## Short task
Present the rows below as a Markdown table with two columns, No. and Row Text. Number the rows in order and omit any blank lines.

━━━ Supplied information ━━━

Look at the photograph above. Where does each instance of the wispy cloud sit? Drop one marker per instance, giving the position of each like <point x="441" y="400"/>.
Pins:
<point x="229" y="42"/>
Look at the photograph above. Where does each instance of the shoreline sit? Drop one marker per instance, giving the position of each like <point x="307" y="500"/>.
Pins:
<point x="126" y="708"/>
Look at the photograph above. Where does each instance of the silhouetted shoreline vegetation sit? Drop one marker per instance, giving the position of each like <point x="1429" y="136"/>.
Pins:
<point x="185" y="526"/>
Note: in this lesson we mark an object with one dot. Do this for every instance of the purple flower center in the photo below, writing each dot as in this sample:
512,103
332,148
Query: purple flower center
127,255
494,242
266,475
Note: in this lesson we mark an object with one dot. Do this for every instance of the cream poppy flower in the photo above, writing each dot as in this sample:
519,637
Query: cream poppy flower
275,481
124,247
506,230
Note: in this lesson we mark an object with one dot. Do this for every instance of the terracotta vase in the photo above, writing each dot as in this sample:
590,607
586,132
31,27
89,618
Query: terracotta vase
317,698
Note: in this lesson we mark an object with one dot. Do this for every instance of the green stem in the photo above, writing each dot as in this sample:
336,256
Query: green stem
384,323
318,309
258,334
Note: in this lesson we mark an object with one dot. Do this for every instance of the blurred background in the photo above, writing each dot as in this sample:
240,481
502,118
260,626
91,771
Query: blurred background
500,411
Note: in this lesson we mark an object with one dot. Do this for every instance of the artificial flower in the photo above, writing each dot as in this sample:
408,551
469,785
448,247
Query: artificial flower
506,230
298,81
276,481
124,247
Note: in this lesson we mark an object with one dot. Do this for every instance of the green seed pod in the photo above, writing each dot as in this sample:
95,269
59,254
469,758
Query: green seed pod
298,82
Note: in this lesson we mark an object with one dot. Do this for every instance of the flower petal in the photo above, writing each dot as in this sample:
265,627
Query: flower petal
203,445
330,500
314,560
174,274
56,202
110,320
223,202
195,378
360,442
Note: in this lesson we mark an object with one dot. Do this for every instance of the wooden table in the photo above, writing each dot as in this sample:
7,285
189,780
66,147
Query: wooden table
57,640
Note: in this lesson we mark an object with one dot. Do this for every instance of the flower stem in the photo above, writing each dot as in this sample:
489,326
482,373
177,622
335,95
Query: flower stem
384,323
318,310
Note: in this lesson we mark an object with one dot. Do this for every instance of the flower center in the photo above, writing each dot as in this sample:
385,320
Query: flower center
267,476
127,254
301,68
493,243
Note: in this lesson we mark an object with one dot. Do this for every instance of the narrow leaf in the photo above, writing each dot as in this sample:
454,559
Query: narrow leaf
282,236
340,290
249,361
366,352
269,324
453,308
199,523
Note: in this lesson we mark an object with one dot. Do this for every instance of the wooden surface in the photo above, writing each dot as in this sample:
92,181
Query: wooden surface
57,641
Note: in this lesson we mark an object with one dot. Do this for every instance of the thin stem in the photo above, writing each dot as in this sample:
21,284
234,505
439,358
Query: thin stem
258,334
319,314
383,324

━━━

## Solution below
| No. | Row Text |
|---|---|
| 1 | Look at the photograph above. Where does each instance of the wispy cloud sit? Drop one marker per instance, giving the position of each like <point x="441" y="400"/>. |
| 2 | Pins: |
| 3 | <point x="229" y="42"/> |
| 4 | Look at the photograph above. Where does each instance of the shoreline sit? Drop one marker per instance, giving the position of each like <point x="307" y="500"/>. |
| 5 | Pins: |
| 6 | <point x="126" y="708"/> |
| 7 | Look at the photograph above. Where does each instance of the silhouetted shoreline vegetation sit? Drop one marker per instance, giving the position of each like <point x="1429" y="136"/>. |
| 8 | Pins: |
| 9 | <point x="185" y="526"/> |
| 10 | Note: in this lesson we mark an object with one dot. Do this for every instance of the purple flower center in the photo below, writing each dot as in this sample: |
| 11 | 512,103 |
| 12 | 332,148 |
| 13 | Query: purple flower center |
| 14 | 127,255 |
| 15 | 494,242 |
| 16 | 266,475 |
| 17 | Note: in this lesson we mark an object with one dot. Do this for every instance of the cream poppy flower in the photo above, writing each dot as in this sample: |
| 18 | 519,637 |
| 19 | Query: cream poppy flower |
| 20 | 275,481 |
| 21 | 124,247 |
| 22 | 506,230 |
| 23 | Note: in this lesson we mark an object with one dot. Do this for every instance of the terracotta vase in the photo above, writing each dot as in this sample: |
| 24 | 590,607 |
| 25 | 586,132 |
| 26 | 31,27 |
| 27 | 89,618 |
| 28 | Query: terracotta vase |
| 29 | 317,698 |
| 30 | Note: in this lesson we mark an object with one dot. Do this for every instance of the green stem in the photo above, writing each dot as in this sample: |
| 31 | 336,256 |
| 32 | Query: green stem |
| 33 | 384,323 |
| 34 | 318,309 |
| 35 | 258,334 |
| 36 | Note: in this lesson we mark an object with one dot. Do this for every instance of the blurred background in the photo above, writing each dot as in this sample: |
| 37 | 240,481 |
| 38 | 502,118 |
| 39 | 260,626 |
| 40 | 91,771 |
| 41 | Query: blurred background |
| 42 | 500,411 |
| 43 | Note: in this lesson we mark an object with one dot. Do this for every instance of the artificial flower in the photo above, writing each dot as in this sample: |
| 44 | 408,551 |
| 45 | 469,785 |
| 46 | 448,247 |
| 47 | Query: artificial flower |
| 48 | 506,230 |
| 49 | 298,81 |
| 50 | 276,481 |
| 51 | 124,247 |
| 52 | Note: in this lesson we mark an object with one dot. Do this for every instance of the green seed pod in the photo above, writing each dot as in this sample: |
| 53 | 95,269 |
| 54 | 59,254 |
| 55 | 469,758 |
| 56 | Query: green seed pod |
| 57 | 298,82 |
| 58 | Note: in this lesson we mark an object with one dot. Do this for every instance of the flower petal in the photo above, writing each dot as in this sample: |
| 59 | 265,627 |
| 60 | Query: flower petal |
| 61 | 203,445 |
| 62 | 330,500 |
| 63 | 314,560 |
| 64 | 174,274 |
| 65 | 56,202 |
| 66 | 110,320 |
| 67 | 223,202 |
| 68 | 195,378 |
| 69 | 360,442 |
| 70 | Note: in this lesson we mark an object with one dot. Do this for every instance of the wooden table in the photo above, writing each dot as in this sample: |
| 71 | 7,285 |
| 72 | 189,780 |
| 73 | 66,147 |
| 74 | Query: wooden table |
| 75 | 57,640 |
| 76 | Note: in this lesson we mark an object with one dot. Do this for every instance of the flower stem in the photo above, writing each dot as in this sample: |
| 77 | 489,326 |
| 78 | 482,373 |
| 79 | 177,622 |
| 80 | 335,95 |
| 81 | Query: flower stem |
| 82 | 384,323 |
| 83 | 318,310 |
| 84 | Note: in this lesson we mark an object with one dot. Do this for every instance of the flower center in the photo above, writing each dot as in this sample: |
| 85 | 385,320 |
| 86 | Query: flower center |
| 87 | 267,476 |
| 88 | 127,254 |
| 89 | 301,68 |
| 90 | 493,243 |
| 91 | Note: in this lesson we mark an object with one dot. Do this for every instance of the narrow leaf in the photo above, writing each dot as in this sample: |
| 92 | 454,559 |
| 93 | Query: narrow leaf |
| 94 | 282,236 |
| 95 | 340,290 |
| 96 | 249,361 |
| 97 | 366,352 |
| 98 | 269,324 |
| 99 | 453,308 |
| 100 | 199,523 |
| 101 | Note: in this lesson we mark an object with one dot. Do this for every instance of the wooden surface in the photo above, writing each dot as in this sample: |
| 102 | 92,181 |
| 103 | Query: wooden surface |
| 104 | 57,641 |
| 105 | Note: in this lesson we mark an object with one dot. Do this for every instance of the thin stem in the photo above, writing each dot as in this sample: |
| 106 | 21,284 |
| 107 | 234,505 |
| 108 | 439,358 |
| 109 | Query: thin stem |
| 110 | 258,334 |
| 111 | 319,314 |
| 112 | 383,324 |